#### Problem statement
Output exactly, please, the lines of the records below from the one containing "the black hoodie" through the final line.

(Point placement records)
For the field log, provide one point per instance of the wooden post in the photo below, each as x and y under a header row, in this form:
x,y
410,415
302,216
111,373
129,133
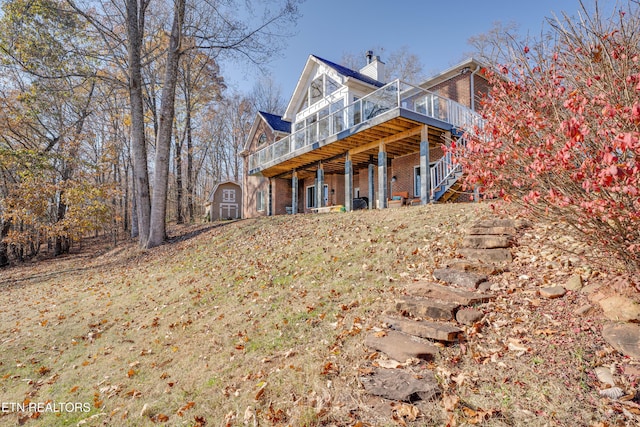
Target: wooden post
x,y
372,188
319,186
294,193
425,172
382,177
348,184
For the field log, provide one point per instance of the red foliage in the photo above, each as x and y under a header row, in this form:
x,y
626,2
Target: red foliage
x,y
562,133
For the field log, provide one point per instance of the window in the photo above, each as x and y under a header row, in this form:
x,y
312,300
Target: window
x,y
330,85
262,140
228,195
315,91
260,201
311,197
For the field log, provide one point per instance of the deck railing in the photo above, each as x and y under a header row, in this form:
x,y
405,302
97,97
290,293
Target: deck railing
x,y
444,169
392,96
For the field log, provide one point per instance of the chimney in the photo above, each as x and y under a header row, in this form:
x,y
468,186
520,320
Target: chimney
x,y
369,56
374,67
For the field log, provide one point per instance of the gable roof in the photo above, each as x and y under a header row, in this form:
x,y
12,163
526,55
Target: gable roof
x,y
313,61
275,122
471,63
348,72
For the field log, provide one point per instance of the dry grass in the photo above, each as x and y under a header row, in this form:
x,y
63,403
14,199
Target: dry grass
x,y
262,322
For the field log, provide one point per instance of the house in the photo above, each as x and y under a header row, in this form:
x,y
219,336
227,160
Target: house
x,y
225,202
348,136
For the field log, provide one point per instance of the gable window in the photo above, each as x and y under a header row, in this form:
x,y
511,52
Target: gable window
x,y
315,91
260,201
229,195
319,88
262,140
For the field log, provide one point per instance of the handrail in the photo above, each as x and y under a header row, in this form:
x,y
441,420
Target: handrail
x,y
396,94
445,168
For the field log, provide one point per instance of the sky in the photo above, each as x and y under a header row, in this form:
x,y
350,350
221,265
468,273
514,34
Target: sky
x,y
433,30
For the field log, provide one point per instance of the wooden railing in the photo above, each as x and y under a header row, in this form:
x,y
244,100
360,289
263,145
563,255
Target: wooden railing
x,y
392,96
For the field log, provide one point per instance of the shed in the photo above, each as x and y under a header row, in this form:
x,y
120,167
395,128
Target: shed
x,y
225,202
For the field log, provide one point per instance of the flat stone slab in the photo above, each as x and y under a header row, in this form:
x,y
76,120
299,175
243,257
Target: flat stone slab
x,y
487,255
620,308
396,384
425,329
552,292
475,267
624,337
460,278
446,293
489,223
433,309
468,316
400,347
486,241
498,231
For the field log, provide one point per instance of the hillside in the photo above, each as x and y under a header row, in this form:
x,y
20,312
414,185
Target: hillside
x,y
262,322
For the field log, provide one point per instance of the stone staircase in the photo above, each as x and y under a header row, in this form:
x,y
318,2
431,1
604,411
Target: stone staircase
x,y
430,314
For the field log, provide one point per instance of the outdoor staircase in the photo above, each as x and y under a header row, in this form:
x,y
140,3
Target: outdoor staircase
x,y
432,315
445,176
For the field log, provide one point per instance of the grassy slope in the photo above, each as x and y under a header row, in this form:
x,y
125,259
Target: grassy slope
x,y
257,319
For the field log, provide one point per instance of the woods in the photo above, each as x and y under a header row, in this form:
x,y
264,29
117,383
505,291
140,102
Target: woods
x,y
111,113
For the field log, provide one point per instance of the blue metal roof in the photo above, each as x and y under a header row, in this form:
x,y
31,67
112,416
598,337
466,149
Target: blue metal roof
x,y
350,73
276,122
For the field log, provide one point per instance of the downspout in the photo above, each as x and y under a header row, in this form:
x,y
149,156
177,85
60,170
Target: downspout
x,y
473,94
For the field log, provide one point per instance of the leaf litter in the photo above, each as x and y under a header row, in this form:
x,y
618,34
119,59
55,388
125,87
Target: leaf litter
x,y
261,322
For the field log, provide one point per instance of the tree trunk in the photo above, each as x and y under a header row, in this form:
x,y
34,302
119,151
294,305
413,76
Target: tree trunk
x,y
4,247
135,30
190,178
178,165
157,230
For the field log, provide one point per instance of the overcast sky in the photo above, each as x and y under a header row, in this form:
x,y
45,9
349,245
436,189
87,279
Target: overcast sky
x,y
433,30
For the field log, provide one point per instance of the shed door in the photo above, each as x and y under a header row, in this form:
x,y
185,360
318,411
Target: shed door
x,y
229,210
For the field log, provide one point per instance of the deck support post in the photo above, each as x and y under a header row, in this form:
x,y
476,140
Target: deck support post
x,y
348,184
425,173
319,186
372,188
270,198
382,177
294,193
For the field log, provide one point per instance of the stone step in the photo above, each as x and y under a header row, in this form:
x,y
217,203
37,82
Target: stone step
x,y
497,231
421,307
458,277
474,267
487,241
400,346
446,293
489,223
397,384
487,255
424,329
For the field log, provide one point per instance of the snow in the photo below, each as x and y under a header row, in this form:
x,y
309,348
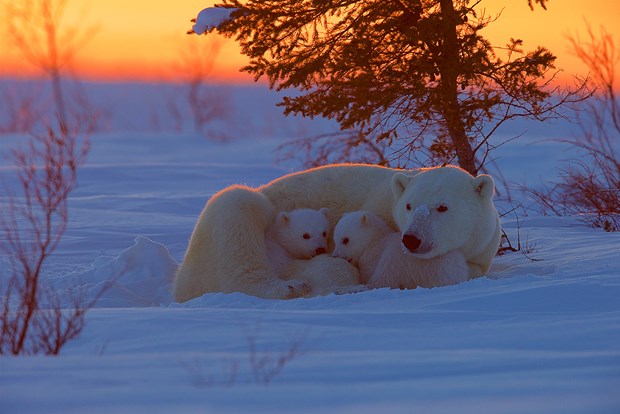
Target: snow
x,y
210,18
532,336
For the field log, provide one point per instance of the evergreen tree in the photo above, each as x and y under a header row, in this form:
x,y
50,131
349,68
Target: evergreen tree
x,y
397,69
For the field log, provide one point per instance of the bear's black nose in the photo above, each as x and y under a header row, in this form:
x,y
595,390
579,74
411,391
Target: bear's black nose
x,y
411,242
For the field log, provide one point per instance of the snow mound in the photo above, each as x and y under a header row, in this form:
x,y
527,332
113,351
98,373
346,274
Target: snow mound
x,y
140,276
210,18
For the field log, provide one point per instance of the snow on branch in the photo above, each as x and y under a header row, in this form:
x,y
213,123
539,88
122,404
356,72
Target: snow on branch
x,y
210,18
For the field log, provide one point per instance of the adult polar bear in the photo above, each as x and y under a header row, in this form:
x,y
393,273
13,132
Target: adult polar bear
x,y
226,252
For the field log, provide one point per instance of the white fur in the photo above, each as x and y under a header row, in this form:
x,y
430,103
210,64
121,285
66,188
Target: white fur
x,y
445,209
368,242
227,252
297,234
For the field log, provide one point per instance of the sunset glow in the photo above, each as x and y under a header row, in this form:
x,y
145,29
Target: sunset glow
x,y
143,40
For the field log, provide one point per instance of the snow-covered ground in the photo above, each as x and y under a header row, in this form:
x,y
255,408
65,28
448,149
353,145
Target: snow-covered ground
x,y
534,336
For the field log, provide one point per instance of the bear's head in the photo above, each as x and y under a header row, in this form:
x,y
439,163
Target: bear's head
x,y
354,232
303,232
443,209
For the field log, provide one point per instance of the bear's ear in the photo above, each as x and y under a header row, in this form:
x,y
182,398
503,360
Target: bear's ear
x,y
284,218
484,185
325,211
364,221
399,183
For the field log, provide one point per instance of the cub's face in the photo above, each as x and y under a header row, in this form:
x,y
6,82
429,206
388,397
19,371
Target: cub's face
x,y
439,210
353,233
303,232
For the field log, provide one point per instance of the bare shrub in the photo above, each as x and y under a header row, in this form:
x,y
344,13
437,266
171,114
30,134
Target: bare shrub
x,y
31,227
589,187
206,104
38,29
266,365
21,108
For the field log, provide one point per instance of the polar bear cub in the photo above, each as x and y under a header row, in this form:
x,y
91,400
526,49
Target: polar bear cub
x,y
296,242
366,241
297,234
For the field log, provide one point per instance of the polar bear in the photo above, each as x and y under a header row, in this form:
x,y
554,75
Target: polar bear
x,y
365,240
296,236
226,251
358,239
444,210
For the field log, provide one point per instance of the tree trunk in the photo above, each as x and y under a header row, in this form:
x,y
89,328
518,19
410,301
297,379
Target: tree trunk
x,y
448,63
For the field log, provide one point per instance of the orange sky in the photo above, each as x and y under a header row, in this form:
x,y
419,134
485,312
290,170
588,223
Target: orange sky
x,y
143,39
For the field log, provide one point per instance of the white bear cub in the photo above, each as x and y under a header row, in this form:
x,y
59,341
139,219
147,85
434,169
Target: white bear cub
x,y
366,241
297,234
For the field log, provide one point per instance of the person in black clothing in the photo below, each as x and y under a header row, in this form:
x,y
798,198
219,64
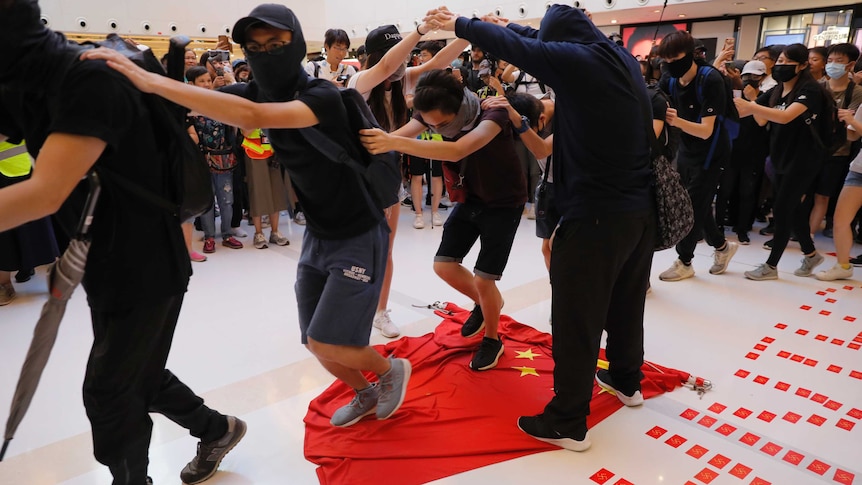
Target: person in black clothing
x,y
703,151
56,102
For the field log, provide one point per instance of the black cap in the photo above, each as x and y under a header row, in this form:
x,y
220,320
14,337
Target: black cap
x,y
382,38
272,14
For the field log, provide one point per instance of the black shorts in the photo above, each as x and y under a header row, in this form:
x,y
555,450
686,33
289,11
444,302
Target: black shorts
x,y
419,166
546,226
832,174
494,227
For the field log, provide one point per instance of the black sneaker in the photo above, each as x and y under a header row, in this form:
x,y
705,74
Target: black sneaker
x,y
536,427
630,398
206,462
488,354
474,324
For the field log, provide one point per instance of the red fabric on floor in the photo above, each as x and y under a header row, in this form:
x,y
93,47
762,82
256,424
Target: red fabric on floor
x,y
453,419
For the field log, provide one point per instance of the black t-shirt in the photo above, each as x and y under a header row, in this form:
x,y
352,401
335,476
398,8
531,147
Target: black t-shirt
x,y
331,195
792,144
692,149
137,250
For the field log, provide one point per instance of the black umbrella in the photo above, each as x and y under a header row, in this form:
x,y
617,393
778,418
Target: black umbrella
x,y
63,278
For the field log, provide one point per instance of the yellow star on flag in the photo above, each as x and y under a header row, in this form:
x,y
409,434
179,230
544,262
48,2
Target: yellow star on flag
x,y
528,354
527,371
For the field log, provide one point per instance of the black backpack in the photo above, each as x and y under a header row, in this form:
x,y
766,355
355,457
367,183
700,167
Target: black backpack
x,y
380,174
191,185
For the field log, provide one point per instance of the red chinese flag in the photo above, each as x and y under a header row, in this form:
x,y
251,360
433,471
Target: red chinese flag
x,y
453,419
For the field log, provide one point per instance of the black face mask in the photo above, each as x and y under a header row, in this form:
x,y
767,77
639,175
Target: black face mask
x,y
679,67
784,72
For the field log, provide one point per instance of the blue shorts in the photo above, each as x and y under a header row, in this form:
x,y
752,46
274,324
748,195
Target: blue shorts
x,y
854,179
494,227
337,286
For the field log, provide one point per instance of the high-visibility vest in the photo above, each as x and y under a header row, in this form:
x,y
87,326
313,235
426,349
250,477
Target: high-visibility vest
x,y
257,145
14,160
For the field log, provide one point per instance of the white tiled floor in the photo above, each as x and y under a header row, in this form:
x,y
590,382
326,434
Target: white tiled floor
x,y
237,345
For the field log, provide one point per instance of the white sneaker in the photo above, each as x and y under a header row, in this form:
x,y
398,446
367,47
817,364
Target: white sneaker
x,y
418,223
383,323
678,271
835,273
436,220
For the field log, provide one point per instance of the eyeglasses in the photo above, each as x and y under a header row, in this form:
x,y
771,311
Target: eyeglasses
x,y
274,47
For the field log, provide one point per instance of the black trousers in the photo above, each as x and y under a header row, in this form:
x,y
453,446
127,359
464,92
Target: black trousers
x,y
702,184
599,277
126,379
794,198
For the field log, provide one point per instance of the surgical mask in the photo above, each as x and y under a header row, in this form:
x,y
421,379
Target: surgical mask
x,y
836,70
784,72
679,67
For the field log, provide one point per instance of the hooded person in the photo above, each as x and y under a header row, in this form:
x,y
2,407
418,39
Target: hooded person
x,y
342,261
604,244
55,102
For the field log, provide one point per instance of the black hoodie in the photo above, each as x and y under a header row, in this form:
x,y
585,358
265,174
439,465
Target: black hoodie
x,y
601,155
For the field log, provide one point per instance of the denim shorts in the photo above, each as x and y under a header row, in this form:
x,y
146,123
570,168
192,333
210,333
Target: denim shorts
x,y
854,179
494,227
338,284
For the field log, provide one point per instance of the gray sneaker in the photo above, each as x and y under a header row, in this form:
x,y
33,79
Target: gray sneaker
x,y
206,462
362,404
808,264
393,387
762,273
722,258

#### Answer
For the field log, provide one point per instance of the black hoodie in the photo above, each as x and y under a header row, in this form:
x,y
585,358
265,174
439,465
Target: black hoodie
x,y
601,155
For the field log, provide one point per instance of the denim shorts in the photo above, each as x and y under a header row, in this form:
x,y
146,123
570,168
192,333
210,333
Target: denim shorts
x,y
854,179
494,227
338,284
For the field log, provide one point per instance of the gray sneaker in the photo above, each as x and y under a header row, in this form:
x,y
33,79
Target: gray sneaker
x,y
206,462
362,404
808,264
393,387
762,273
722,258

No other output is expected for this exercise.